====== Provided records ======

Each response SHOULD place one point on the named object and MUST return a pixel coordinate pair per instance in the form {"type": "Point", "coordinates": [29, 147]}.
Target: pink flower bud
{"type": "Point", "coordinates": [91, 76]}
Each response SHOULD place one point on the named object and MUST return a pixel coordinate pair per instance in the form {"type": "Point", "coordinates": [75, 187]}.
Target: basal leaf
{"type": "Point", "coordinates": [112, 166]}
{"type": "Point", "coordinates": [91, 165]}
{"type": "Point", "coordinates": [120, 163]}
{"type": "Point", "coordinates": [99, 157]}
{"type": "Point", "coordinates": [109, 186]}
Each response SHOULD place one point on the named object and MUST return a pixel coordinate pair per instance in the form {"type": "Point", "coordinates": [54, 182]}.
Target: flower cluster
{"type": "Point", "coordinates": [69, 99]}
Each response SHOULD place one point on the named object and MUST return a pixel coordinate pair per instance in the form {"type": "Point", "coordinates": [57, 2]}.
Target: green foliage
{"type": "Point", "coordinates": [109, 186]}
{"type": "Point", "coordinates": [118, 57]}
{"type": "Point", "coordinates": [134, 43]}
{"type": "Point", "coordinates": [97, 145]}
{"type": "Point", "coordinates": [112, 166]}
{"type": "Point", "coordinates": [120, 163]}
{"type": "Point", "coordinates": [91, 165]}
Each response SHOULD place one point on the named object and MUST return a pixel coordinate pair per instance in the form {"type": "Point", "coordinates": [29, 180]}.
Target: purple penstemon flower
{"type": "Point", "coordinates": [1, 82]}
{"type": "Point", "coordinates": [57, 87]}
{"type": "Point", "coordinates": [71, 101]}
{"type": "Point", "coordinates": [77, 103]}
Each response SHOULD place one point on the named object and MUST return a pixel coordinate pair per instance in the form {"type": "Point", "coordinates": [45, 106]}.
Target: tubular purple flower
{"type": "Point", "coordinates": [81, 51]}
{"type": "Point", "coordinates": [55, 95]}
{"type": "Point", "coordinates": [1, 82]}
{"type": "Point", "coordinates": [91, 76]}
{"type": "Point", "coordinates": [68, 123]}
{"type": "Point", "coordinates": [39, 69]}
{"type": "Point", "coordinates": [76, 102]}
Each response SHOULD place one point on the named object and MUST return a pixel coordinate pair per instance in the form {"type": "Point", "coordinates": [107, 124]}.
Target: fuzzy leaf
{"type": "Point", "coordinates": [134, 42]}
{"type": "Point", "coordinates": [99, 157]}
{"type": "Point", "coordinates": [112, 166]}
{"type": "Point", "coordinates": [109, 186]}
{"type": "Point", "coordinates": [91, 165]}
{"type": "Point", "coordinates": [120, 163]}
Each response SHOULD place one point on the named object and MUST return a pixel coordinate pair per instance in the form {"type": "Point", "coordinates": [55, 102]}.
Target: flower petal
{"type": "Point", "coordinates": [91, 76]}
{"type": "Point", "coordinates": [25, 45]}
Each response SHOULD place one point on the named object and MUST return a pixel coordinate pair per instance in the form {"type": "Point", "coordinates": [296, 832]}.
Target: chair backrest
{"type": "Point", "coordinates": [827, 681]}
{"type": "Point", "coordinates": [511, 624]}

======

Problem statement:
Output the records exactly, including every line.

Result of the task:
Each response SHOULD place one point on the named object and MUST return a pixel coordinate pair per instance in the form {"type": "Point", "coordinates": [29, 147]}.
Target: pink flower bud
{"type": "Point", "coordinates": [91, 76]}
Each response SHOULD place one point on the named object and MUST return a pixel coordinate pair per instance in the form {"type": "Point", "coordinates": [75, 187]}.
Target: basal leaf
{"type": "Point", "coordinates": [112, 166]}
{"type": "Point", "coordinates": [91, 165]}
{"type": "Point", "coordinates": [120, 163]}
{"type": "Point", "coordinates": [99, 157]}
{"type": "Point", "coordinates": [109, 186]}
Each response SHOULD place one point on the named object and MUST return a pixel coordinate pair per instance in the form {"type": "Point", "coordinates": [54, 182]}.
Target: flower cluster
{"type": "Point", "coordinates": [69, 99]}
Each response SHOULD place one point on the named object and MUST return a pixel coordinate pair per instance in the form {"type": "Point", "coordinates": [57, 2]}.
Target: green foliage
{"type": "Point", "coordinates": [109, 186]}
{"type": "Point", "coordinates": [118, 57]}
{"type": "Point", "coordinates": [134, 43]}
{"type": "Point", "coordinates": [97, 145]}
{"type": "Point", "coordinates": [112, 166]}
{"type": "Point", "coordinates": [120, 163]}
{"type": "Point", "coordinates": [91, 165]}
Each response SHOULD place one point on the named object and MUST return a pixel coordinate pair per instance in the form {"type": "Point", "coordinates": [29, 180]}.
Target: purple penstemon flower
{"type": "Point", "coordinates": [1, 82]}
{"type": "Point", "coordinates": [57, 87]}
{"type": "Point", "coordinates": [71, 101]}
{"type": "Point", "coordinates": [77, 103]}
Each response SHOULD place one point on the named object and MUST return a pixel coordinate pair per instance in the form {"type": "Point", "coordinates": [45, 106]}.
Target: tubular purple flower
{"type": "Point", "coordinates": [81, 51]}
{"type": "Point", "coordinates": [55, 95]}
{"type": "Point", "coordinates": [1, 82]}
{"type": "Point", "coordinates": [91, 76]}
{"type": "Point", "coordinates": [68, 123]}
{"type": "Point", "coordinates": [39, 69]}
{"type": "Point", "coordinates": [76, 102]}
Each response SHOULD place one point on the named object and MUST return a pixel coordinate pair per instance in the form {"type": "Point", "coordinates": [107, 124]}.
Target: fuzzy leaf
{"type": "Point", "coordinates": [134, 42]}
{"type": "Point", "coordinates": [99, 157]}
{"type": "Point", "coordinates": [112, 166]}
{"type": "Point", "coordinates": [109, 186]}
{"type": "Point", "coordinates": [91, 165]}
{"type": "Point", "coordinates": [120, 163]}
Each response SHOULD place one point on the named object and MUST return a pixel coordinate pair per instance in the form {"type": "Point", "coordinates": [55, 102]}.
Target: flower petal
{"type": "Point", "coordinates": [91, 76]}
{"type": "Point", "coordinates": [25, 45]}
Each response SHOULD place one point on the named object and MUST return a pixel coordinate pair per instance in the form {"type": "Point", "coordinates": [296, 832]}.
Target: chair backrest
{"type": "Point", "coordinates": [827, 681]}
{"type": "Point", "coordinates": [511, 624]}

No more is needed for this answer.